■ Görev girdisi

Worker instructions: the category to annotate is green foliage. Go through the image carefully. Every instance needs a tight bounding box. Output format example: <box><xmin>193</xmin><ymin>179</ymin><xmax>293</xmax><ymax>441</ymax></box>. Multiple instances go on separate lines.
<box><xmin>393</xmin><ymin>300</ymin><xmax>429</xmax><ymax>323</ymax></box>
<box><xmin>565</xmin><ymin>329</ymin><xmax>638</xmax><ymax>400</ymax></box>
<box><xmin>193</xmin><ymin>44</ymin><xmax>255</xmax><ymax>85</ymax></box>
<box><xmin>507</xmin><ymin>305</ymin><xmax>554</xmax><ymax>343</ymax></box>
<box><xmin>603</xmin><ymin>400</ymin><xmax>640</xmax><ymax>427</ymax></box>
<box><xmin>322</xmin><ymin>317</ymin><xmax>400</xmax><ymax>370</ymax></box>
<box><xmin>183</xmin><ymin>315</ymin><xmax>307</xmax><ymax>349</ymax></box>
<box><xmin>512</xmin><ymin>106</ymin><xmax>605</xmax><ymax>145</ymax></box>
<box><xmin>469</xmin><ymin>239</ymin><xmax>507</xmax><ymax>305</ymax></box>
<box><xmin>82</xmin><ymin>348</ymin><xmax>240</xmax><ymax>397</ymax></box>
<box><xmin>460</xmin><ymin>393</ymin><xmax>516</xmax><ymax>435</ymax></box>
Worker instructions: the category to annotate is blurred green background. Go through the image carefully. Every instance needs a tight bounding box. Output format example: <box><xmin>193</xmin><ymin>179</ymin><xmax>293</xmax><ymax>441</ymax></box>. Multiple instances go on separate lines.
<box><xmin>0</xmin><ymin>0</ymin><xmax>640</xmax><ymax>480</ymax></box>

■ Görev tanımı
Yukarıdaki materyalin tüm satırlarını, hiçbir karakterini değiştirmeden ve sırasını koruyarak kopyalayın.

■ Yazılı çözüm
Worker instructions: the category to annotate is green foliage. Go through the image carefully. Every instance needs a tight bounding box. Output format example: <box><xmin>193</xmin><ymin>179</ymin><xmax>293</xmax><ymax>441</ymax></box>. Multiple instances go on separate lines.
<box><xmin>393</xmin><ymin>300</ymin><xmax>429</xmax><ymax>323</ymax></box>
<box><xmin>565</xmin><ymin>329</ymin><xmax>638</xmax><ymax>400</ymax></box>
<box><xmin>193</xmin><ymin>44</ymin><xmax>255</xmax><ymax>85</ymax></box>
<box><xmin>507</xmin><ymin>305</ymin><xmax>554</xmax><ymax>343</ymax></box>
<box><xmin>603</xmin><ymin>400</ymin><xmax>640</xmax><ymax>427</ymax></box>
<box><xmin>322</xmin><ymin>317</ymin><xmax>400</xmax><ymax>370</ymax></box>
<box><xmin>183</xmin><ymin>315</ymin><xmax>307</xmax><ymax>349</ymax></box>
<box><xmin>512</xmin><ymin>106</ymin><xmax>605</xmax><ymax>145</ymax></box>
<box><xmin>469</xmin><ymin>239</ymin><xmax>507</xmax><ymax>305</ymax></box>
<box><xmin>82</xmin><ymin>348</ymin><xmax>240</xmax><ymax>397</ymax></box>
<box><xmin>460</xmin><ymin>393</ymin><xmax>516</xmax><ymax>435</ymax></box>
Worker instructions: the category to annotate is blurred green background. Go through the image carefully. Every instance needs a tight bounding box. Output format example: <box><xmin>193</xmin><ymin>179</ymin><xmax>293</xmax><ymax>441</ymax></box>. Multiple instances go on separate lines.
<box><xmin>0</xmin><ymin>0</ymin><xmax>640</xmax><ymax>480</ymax></box>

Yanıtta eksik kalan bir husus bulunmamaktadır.